AIM OF THE TASK >>
Rewrite the items below as a numbered list, skipping blank lines, starting at the line with "target | dark hair" and ending at the line with "<point>56,247</point>", with both of those lines included. Leave the pictures out of your answer.
+++ STORED ROWS +++
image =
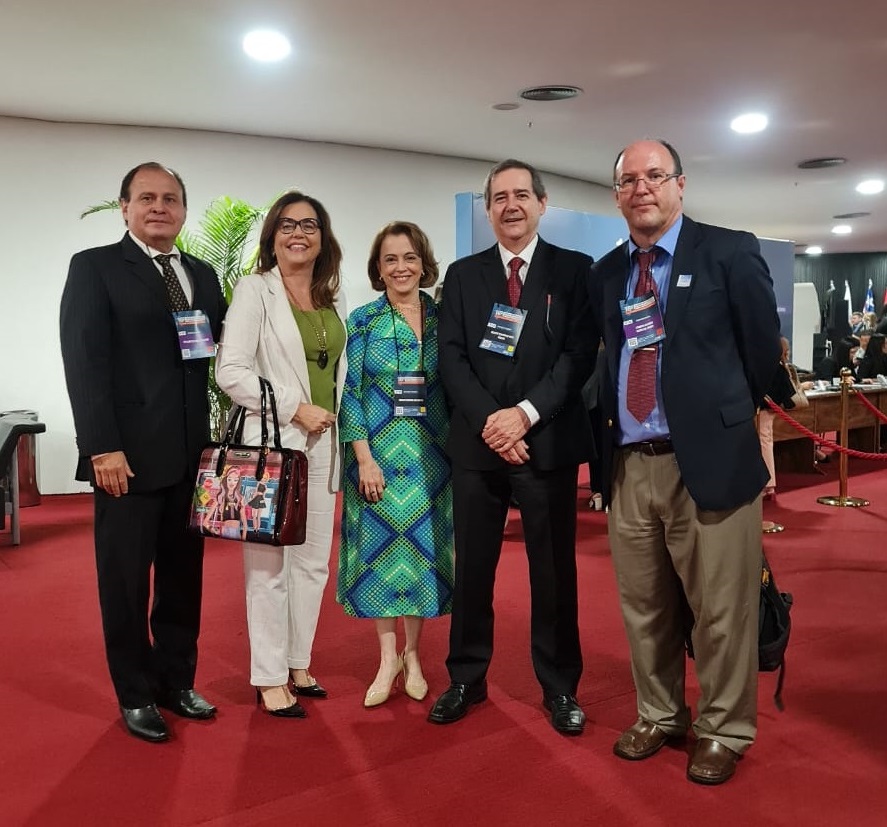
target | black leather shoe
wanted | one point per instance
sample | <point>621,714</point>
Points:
<point>145,722</point>
<point>187,703</point>
<point>567,716</point>
<point>454,703</point>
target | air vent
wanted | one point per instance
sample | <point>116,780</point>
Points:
<point>548,93</point>
<point>821,163</point>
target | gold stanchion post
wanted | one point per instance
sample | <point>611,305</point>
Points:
<point>842,500</point>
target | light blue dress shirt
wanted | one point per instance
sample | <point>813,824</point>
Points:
<point>656,425</point>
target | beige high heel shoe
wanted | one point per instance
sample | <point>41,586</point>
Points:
<point>376,697</point>
<point>416,688</point>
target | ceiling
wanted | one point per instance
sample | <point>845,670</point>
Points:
<point>422,75</point>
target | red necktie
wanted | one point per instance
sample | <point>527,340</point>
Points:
<point>640,396</point>
<point>514,282</point>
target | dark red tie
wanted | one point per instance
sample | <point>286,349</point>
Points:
<point>640,396</point>
<point>514,282</point>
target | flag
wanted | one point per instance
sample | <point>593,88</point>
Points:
<point>869,306</point>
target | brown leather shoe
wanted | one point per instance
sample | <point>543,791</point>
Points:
<point>712,762</point>
<point>640,741</point>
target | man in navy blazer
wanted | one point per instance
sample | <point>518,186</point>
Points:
<point>684,478</point>
<point>141,416</point>
<point>518,427</point>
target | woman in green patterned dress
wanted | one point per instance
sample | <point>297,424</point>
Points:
<point>396,553</point>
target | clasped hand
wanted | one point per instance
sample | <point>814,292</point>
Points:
<point>313,418</point>
<point>112,472</point>
<point>504,433</point>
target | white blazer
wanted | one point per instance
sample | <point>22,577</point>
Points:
<point>261,338</point>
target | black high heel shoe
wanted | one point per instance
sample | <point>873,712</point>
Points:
<point>311,690</point>
<point>295,710</point>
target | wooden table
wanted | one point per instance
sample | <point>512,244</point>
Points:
<point>794,452</point>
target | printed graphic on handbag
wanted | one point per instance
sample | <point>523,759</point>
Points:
<point>256,493</point>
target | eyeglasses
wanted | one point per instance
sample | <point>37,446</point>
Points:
<point>287,226</point>
<point>653,180</point>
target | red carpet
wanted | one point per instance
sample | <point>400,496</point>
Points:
<point>65,758</point>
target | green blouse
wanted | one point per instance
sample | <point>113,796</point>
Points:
<point>321,330</point>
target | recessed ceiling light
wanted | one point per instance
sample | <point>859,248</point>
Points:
<point>871,187</point>
<point>550,93</point>
<point>749,123</point>
<point>266,45</point>
<point>821,163</point>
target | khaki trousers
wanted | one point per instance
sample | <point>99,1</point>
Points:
<point>665,548</point>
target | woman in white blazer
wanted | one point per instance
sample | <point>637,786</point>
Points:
<point>285,324</point>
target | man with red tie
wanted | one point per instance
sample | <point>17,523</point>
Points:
<point>514,355</point>
<point>692,341</point>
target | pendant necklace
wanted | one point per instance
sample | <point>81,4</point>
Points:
<point>323,357</point>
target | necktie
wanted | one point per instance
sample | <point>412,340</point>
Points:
<point>640,397</point>
<point>514,282</point>
<point>177,299</point>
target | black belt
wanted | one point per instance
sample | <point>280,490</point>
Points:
<point>652,448</point>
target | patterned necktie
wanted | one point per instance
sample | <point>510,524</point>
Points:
<point>640,397</point>
<point>177,299</point>
<point>514,282</point>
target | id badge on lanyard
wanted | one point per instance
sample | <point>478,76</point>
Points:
<point>410,393</point>
<point>195,334</point>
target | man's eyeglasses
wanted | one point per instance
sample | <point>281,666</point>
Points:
<point>287,226</point>
<point>653,180</point>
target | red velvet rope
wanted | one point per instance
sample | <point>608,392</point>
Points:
<point>819,440</point>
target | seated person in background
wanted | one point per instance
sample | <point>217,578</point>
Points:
<point>863,336</point>
<point>842,357</point>
<point>874,362</point>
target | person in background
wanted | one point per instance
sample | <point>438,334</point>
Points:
<point>874,363</point>
<point>285,324</point>
<point>787,391</point>
<point>842,357</point>
<point>683,466</point>
<point>396,552</point>
<point>514,355</point>
<point>141,415</point>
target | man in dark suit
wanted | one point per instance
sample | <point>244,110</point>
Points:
<point>141,417</point>
<point>683,470</point>
<point>514,354</point>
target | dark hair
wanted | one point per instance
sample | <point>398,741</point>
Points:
<point>127,179</point>
<point>326,277</point>
<point>420,244</point>
<point>678,166</point>
<point>842,352</point>
<point>511,163</point>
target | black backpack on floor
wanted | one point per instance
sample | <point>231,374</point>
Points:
<point>774,628</point>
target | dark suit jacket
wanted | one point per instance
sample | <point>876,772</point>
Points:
<point>718,358</point>
<point>130,389</point>
<point>553,358</point>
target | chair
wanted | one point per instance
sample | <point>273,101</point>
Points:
<point>12,426</point>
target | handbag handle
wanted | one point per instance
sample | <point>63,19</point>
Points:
<point>234,432</point>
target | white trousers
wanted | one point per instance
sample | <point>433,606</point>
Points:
<point>284,586</point>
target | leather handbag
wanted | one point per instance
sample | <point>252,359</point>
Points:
<point>252,492</point>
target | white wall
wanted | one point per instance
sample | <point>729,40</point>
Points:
<point>50,172</point>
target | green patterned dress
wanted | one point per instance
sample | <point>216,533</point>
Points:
<point>396,556</point>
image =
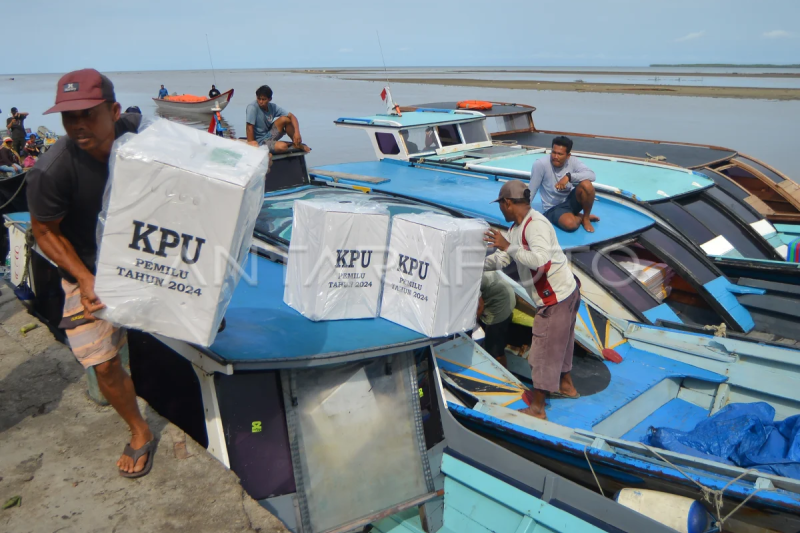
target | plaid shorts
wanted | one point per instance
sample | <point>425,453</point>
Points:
<point>275,136</point>
<point>92,343</point>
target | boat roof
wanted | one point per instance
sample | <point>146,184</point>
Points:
<point>471,195</point>
<point>498,108</point>
<point>262,330</point>
<point>689,156</point>
<point>648,182</point>
<point>427,117</point>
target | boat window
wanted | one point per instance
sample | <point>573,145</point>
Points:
<point>286,172</point>
<point>474,132</point>
<point>666,247</point>
<point>448,134</point>
<point>275,220</point>
<point>721,224</point>
<point>735,206</point>
<point>652,268</point>
<point>683,221</point>
<point>387,143</point>
<point>616,280</point>
<point>420,140</point>
<point>508,123</point>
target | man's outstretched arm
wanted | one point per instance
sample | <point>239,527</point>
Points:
<point>56,247</point>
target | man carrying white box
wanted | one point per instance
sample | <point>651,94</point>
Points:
<point>65,195</point>
<point>543,270</point>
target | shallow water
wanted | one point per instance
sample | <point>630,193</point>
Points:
<point>764,129</point>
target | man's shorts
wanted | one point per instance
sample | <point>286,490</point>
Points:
<point>91,342</point>
<point>570,205</point>
<point>275,135</point>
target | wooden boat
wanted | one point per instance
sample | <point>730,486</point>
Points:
<point>771,192</point>
<point>195,104</point>
<point>690,204</point>
<point>274,385</point>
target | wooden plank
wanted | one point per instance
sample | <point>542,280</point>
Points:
<point>629,415</point>
<point>346,176</point>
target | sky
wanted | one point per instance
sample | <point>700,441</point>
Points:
<point>130,35</point>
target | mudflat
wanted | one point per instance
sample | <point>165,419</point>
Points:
<point>750,93</point>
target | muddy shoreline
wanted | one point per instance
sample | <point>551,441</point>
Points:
<point>750,93</point>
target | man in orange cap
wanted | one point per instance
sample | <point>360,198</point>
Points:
<point>65,195</point>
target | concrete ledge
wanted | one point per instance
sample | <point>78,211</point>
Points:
<point>58,452</point>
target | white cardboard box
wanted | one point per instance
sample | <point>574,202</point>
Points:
<point>336,259</point>
<point>176,226</point>
<point>433,273</point>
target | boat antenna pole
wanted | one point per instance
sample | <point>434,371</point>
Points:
<point>213,72</point>
<point>391,107</point>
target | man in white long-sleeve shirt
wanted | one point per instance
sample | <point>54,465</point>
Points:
<point>565,185</point>
<point>543,270</point>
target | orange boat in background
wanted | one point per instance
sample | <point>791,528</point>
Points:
<point>189,103</point>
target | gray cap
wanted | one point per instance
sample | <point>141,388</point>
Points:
<point>513,190</point>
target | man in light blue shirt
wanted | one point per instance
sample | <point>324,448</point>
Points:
<point>565,186</point>
<point>268,122</point>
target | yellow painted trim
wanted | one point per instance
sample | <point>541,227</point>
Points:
<point>476,380</point>
<point>592,332</point>
<point>513,384</point>
<point>620,343</point>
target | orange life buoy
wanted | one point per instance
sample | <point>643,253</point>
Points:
<point>477,105</point>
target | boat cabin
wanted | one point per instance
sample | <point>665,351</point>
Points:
<point>422,132</point>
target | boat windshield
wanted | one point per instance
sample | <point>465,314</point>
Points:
<point>275,220</point>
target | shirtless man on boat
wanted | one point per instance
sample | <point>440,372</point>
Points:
<point>268,122</point>
<point>565,184</point>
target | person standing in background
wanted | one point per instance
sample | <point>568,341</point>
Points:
<point>495,309</point>
<point>17,130</point>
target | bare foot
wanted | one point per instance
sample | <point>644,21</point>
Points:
<point>566,386</point>
<point>138,440</point>
<point>536,413</point>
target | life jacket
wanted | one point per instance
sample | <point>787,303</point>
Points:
<point>477,105</point>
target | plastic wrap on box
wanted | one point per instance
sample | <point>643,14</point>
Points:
<point>433,273</point>
<point>175,230</point>
<point>336,259</point>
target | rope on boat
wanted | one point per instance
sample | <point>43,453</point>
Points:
<point>712,496</point>
<point>719,331</point>
<point>13,196</point>
<point>585,454</point>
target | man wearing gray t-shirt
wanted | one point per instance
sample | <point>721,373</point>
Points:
<point>268,122</point>
<point>565,185</point>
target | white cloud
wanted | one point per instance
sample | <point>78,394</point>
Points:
<point>777,34</point>
<point>691,36</point>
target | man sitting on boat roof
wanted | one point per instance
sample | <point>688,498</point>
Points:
<point>268,122</point>
<point>545,273</point>
<point>565,185</point>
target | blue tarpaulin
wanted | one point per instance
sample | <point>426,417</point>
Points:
<point>741,434</point>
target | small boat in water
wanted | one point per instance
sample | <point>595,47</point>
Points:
<point>188,103</point>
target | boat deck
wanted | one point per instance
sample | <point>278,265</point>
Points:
<point>647,182</point>
<point>605,387</point>
<point>676,154</point>
<point>472,196</point>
+++
SOLUTION FOR THIS TASK >>
1. target | dark hair
2. wanted | one point per instance
3. sample | <point>398,741</point>
4. Points:
5. <point>127,179</point>
6. <point>326,277</point>
7. <point>420,244</point>
8. <point>678,166</point>
9. <point>842,352</point>
10. <point>511,163</point>
11. target | black backpack on floor
12. wanted | one point per instance
13. sample | <point>231,374</point>
14. Points:
15. <point>774,628</point>
16. target | dark suit jacket
17. wanted | one point per instance
18. sample | <point>876,772</point>
19. Points:
20. <point>718,358</point>
21. <point>130,389</point>
22. <point>553,358</point>
23. target | chair
24. wanted | one point per instance
25. sample | <point>273,101</point>
26. Points:
27. <point>12,426</point>
28. target | handbag handle
29. wanted | one point per instance
30. sample | <point>63,19</point>
31. Points:
32. <point>234,432</point>
33. target | white trousers
34. wanted | one point per instance
35. sample | <point>433,606</point>
36. Points:
37. <point>284,586</point>
38. target | leather handbag
39. wanted | one point per instance
40. sample | <point>252,359</point>
41. Points:
42. <point>252,492</point>
43. target | white wall
44. wanted | one point per instance
45. sample | <point>729,40</point>
46. Points:
47. <point>50,172</point>
48. target | green patterned dress
49. wanted | one point per instance
50. sample | <point>216,533</point>
51. Points:
52. <point>396,556</point>
53. image =
54. target | plaid shorts
55. wanted | one point per instance
56. sample | <point>425,453</point>
57. Points:
58. <point>275,136</point>
59. <point>92,343</point>
60. target | boat roof
61. wanted | one point per instance
62. sample | <point>146,184</point>
63. Points:
64. <point>471,195</point>
65. <point>498,108</point>
66. <point>262,330</point>
67. <point>689,156</point>
68. <point>648,182</point>
69. <point>427,117</point>
70. target | boat window
71. wanted | one point per instance
72. sample | <point>573,145</point>
73. Points:
74. <point>286,172</point>
75. <point>474,132</point>
76. <point>666,247</point>
77. <point>448,134</point>
78. <point>275,220</point>
79. <point>721,224</point>
80. <point>735,206</point>
81. <point>652,268</point>
82. <point>683,221</point>
83. <point>387,143</point>
84. <point>616,280</point>
85. <point>420,140</point>
86. <point>508,123</point>
87. target | man's outstretched arm
88. wanted | one point per instance
89. sample | <point>239,527</point>
90. Points:
91. <point>56,247</point>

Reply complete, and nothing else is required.